**AIM OF THE TASK**:
Reproduce each of the entries below word for word, but leave out the pictures.

**ENTRIES SHOWN**:

------------------------------------------------

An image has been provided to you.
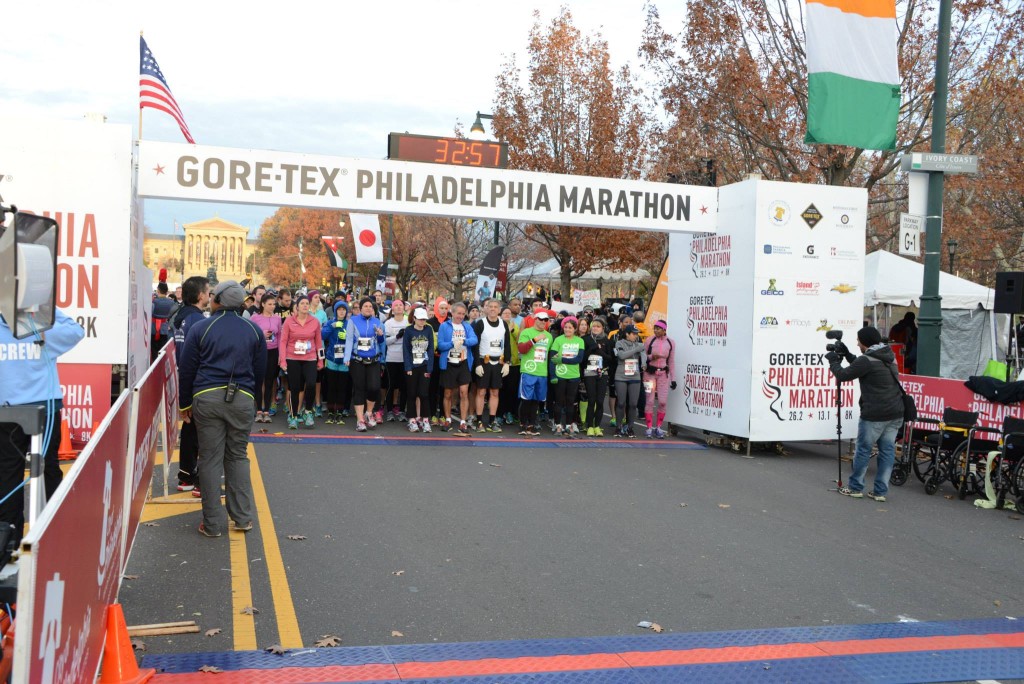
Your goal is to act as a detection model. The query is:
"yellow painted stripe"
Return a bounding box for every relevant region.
[249,443,302,648]
[807,0,896,19]
[227,526,256,651]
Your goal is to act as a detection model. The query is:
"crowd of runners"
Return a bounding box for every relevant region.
[154,276,676,491]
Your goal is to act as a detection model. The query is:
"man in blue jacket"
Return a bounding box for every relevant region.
[170,275,210,497]
[437,302,479,436]
[0,311,85,541]
[178,281,266,537]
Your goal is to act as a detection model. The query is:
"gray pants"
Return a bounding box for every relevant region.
[193,390,256,535]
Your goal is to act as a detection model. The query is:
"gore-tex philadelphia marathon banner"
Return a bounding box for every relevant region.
[138,140,718,232]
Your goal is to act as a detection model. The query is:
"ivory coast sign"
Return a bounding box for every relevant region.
[138,140,718,232]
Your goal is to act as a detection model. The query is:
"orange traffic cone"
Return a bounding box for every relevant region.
[57,420,78,461]
[99,603,157,684]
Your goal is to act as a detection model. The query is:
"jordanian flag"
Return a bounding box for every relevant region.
[804,0,900,149]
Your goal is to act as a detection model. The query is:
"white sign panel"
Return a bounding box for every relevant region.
[0,120,132,364]
[899,212,925,257]
[138,140,718,232]
[669,181,867,441]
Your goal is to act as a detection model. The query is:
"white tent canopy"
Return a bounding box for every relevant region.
[864,251,995,310]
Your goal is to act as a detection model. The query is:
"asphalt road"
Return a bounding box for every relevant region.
[121,417,1024,652]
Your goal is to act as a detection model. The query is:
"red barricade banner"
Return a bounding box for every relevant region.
[900,375,1024,428]
[14,392,131,684]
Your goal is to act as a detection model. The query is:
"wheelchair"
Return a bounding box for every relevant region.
[889,409,978,495]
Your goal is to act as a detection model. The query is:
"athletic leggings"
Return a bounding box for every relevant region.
[403,364,430,420]
[498,366,519,416]
[615,380,640,428]
[552,378,580,425]
[287,358,316,416]
[322,369,352,411]
[583,375,608,427]
[384,361,408,411]
[256,349,281,411]
[643,371,669,417]
[348,358,381,408]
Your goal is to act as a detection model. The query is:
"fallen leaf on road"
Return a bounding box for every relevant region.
[313,634,341,648]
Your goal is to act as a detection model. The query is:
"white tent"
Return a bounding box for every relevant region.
[864,251,1010,379]
[864,251,995,311]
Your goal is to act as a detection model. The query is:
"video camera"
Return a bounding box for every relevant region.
[825,330,850,356]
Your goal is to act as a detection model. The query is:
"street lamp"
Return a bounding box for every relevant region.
[469,112,501,247]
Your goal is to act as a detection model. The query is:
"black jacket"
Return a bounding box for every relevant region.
[830,346,903,422]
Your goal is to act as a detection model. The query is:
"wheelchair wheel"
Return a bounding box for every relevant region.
[910,444,935,482]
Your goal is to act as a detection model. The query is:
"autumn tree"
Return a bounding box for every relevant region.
[641,0,1024,278]
[494,7,663,292]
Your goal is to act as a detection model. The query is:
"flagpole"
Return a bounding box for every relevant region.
[138,31,142,140]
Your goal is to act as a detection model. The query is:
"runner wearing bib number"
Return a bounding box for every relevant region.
[615,324,647,438]
[518,309,552,436]
[473,299,512,432]
[437,303,477,434]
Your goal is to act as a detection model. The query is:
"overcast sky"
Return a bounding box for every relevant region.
[0,0,684,236]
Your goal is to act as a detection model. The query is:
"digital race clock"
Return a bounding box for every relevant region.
[387,133,509,169]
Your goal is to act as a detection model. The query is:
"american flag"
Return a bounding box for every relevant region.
[138,36,196,144]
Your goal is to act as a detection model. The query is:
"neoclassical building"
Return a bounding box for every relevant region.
[142,216,258,283]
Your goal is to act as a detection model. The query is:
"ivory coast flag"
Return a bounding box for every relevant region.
[804,0,900,149]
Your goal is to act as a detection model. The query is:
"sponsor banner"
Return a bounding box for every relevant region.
[900,374,1024,429]
[0,119,133,365]
[57,364,111,448]
[572,290,601,308]
[138,140,718,232]
[14,392,130,684]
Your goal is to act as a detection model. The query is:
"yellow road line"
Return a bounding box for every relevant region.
[227,526,256,651]
[248,443,302,648]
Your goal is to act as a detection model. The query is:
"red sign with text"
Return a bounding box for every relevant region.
[14,393,131,684]
[57,364,111,448]
[900,375,1024,428]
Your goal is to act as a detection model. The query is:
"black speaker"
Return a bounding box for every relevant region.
[995,270,1024,313]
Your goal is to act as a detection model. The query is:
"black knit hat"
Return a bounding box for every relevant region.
[857,326,882,347]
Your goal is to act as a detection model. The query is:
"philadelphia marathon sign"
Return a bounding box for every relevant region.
[138,140,718,233]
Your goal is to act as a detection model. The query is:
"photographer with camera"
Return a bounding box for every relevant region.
[825,326,903,502]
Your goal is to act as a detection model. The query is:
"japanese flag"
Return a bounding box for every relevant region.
[349,213,384,263]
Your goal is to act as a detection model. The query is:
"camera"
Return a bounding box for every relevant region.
[825,330,850,356]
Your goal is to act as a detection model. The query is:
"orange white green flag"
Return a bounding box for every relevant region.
[804,0,900,149]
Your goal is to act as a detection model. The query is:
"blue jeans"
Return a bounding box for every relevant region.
[849,418,903,496]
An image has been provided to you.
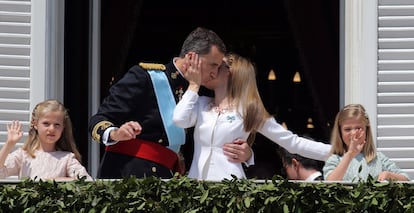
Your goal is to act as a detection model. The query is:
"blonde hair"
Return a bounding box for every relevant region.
[22,99,81,162]
[226,53,270,144]
[331,104,377,163]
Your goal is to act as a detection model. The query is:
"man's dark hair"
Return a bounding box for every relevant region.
[279,147,324,171]
[180,27,227,57]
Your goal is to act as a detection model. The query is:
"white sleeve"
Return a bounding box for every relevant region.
[259,118,331,161]
[243,148,254,167]
[173,90,199,128]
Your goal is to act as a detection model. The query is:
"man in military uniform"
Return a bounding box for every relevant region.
[89,27,253,179]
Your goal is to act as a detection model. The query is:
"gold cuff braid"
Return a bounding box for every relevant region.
[139,62,166,70]
[92,121,114,143]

------------------------------------------------

**ANSWER FOR THIS EXERCISE**:
An image has been provided to you.
Your goal is to act as a detection model. The query is:
"yellow painted stripe"
Return a bounding box for every relevant region.
[249,443,302,648]
[807,0,896,19]
[227,526,256,651]
Your goal is to act as a detection model. The query is:
"crowd of runners"
Return a bounding box for every relevant region.
[154,276,676,491]
Your goal is to act as a detection model. The query is:
"man in blue jacket"
Return a bounding box for every relevant region.
[170,275,210,497]
[437,302,479,436]
[0,311,85,541]
[178,281,266,537]
Your goal is to act as a detection model. The query is:
"gray pants"
Return a bounding box for every relevant region.
[193,390,256,535]
Your goal is to act as a detection model. The query is:
"gore-tex philadelphia marathon banner"
Return a bounding box for every relevant region.
[138,140,718,232]
Your goal is to act as a detection model. The query is:
"ivory coast sign"
Return a bounding box for every relevant region.
[138,140,718,232]
Your goal is to act as a detection model. The query is:
"orange traffic cone"
Return a bounding box for every relevant region.
[57,420,78,461]
[99,603,157,684]
Your goal is to act as a detection model. The query is:
"jordanian flag"
Return a bounding box for every relevant region.
[804,0,900,149]
Your goal is to act as a detection model. The query is:
"white sign panel"
Return a bounding box for every relevant region.
[0,120,132,364]
[899,212,925,257]
[138,140,718,232]
[669,181,867,441]
Your goal is to act as a detection model. The query is:
"white tent canopy"
Return a bounding box for every relevant region.
[864,251,995,310]
Your goal is to act as a detection model. The query is:
"asphalt road"
Return a bounding box for every relevant region.
[121,417,1024,652]
Your goal is to act as a detection model. The query is:
"red barricade banner"
Return a bounding box for every relevant region.
[900,375,1024,428]
[14,392,131,684]
Your goal is to act as a detection model. The query is:
"wheelchair"
Return a bounding box for every relevant region.
[889,409,978,495]
Your goal is to act as a detection model. The query is:
"athletic leggings"
Return a bounding box for every relevant region.
[403,364,430,420]
[498,366,519,416]
[615,380,640,428]
[552,378,580,425]
[287,358,316,416]
[322,369,352,411]
[583,375,608,427]
[384,361,408,411]
[256,349,281,411]
[643,371,669,417]
[348,358,381,408]
Your goal is to act as a detection model. The query is:
"fallen leaf on road"
Return a bounding box for every relevant region.
[313,634,341,648]
Your goal is to act as a detection model. The query is:
"white tent"
Return a bounding box for every relevant region.
[864,251,1010,379]
[864,251,995,311]
Your goal is to act as a detection model. The query is:
"video camera"
Return a bounding box for every relevant region.
[825,330,850,356]
Your goal is to act as a detection model. The query is:
"street lamp"
Return a bounding box for every relevant region.
[469,112,501,247]
Your goal is to act as a detection model. The query is:
"black jacket"
Return a bounding box for every relevant region.
[830,346,903,422]
Your goal is to act as a detection model. The query is:
"wheelchair wheel"
Return a bounding box for every relevant region.
[910,444,935,482]
Your goal is to act as a detection model. The query is:
"autumn tree"
Return a bounding box for every relevant region.
[641,0,1024,278]
[494,7,663,292]
Your goal is to act as a detection model. The query is:
"flagpole"
Return a bounding box for every relevant region.
[138,31,142,140]
Your goal is to act as a detection model. The query is:
"runner wearing bib number"
Return a bounding box for every relevant region.
[615,324,647,438]
[518,309,552,436]
[473,299,512,432]
[437,303,477,434]
Your goal is to act as a detection model. The query is:
"overcast sky"
Return a bounding box for every relevant region.
[0,0,684,236]
Your goal is to act as a detection model. The query is:
"digital race clock"
Return a bounding box for every relevant region.
[387,133,509,169]
Your goal is to act as a detection model. The query is:
"american flag"
Return a bounding box for every relevant region.
[138,36,196,144]
Your goal is to act as a detection model. The query is:
"neoclassical building"
Return a bounding box for every relevant region.
[142,216,258,283]
Your goal is to act as a detection model. The query is:
"ivory coast flag"
Return a bounding box for every relevant region.
[804,0,900,149]
Your goal is to act as a detection model. The query is:
"sponsor banner"
Return a bounding box for every relevant region.
[900,374,1024,429]
[0,119,133,365]
[57,364,111,448]
[572,290,601,308]
[138,140,718,232]
[14,392,130,684]
Your goal is to act as a detection model. The query is:
"yellow road line"
Return a bounding box for every relevant region.
[227,526,256,651]
[248,443,302,648]
Your goal is to act as a detection model. The query is:
"red sign with text"
Return a bounding box for every relevant region.
[14,393,131,684]
[57,364,111,448]
[900,375,1024,428]
Your goal is to act as a detection model. The query is:
"black speaker"
Return a bounding box for every relevant region.
[995,270,1024,313]
Your goal is to act as a detection model. The query is:
"black knit hat"
Return a bounding box for every relevant region.
[857,326,882,347]
Your goal is to act as a detection model. The query is:
"philadelphia marathon sign"
Return a bounding box for every relevant region.
[138,140,718,233]
Your goal is to act as a detection model. The query is:
"photographer with camera"
Return a bounding box for every relevant region.
[825,326,903,502]
Your goal is to act as a detection model. The query is:
"japanese flag"
Return a bounding box for every relevant region.
[349,213,384,263]
Your goal is to act as a detection model. The query is:
"camera"
Return a bounding box for every relevant region.
[825,330,850,356]
Your goal is to act as a detection model. The query is:
"orange white green flag"
Return a bounding box for every relevant region.
[804,0,900,149]
Your goal is to act as a detection model. The query is:
"blue jeans"
Return a bounding box for every relevant region.
[849,418,903,496]
An image has been provided to you.
Your goal is to act as a detection model. The query is:
"blonde hair"
Return a bounding box for every relevant region.
[22,99,81,162]
[226,53,270,144]
[331,104,377,163]
Your goal is to act as a detection model. The query is:
"man's dark hair"
Return a bounding box for every relevant region.
[279,147,324,171]
[180,27,227,57]
Your goal is to act as a detection model. The query is:
"white sleeve"
Return a bounding box for every relevant region.
[259,118,331,161]
[243,148,254,167]
[173,90,199,128]
Your goal is to act as a detection model. The query is:
"man in military uniform"
Return a bounding box for every relevant region.
[89,27,253,179]
Your goal is to act as a detection model. The query is:
"gold cuff braid"
Return a bounding box for every relevant region.
[139,62,166,70]
[92,121,114,143]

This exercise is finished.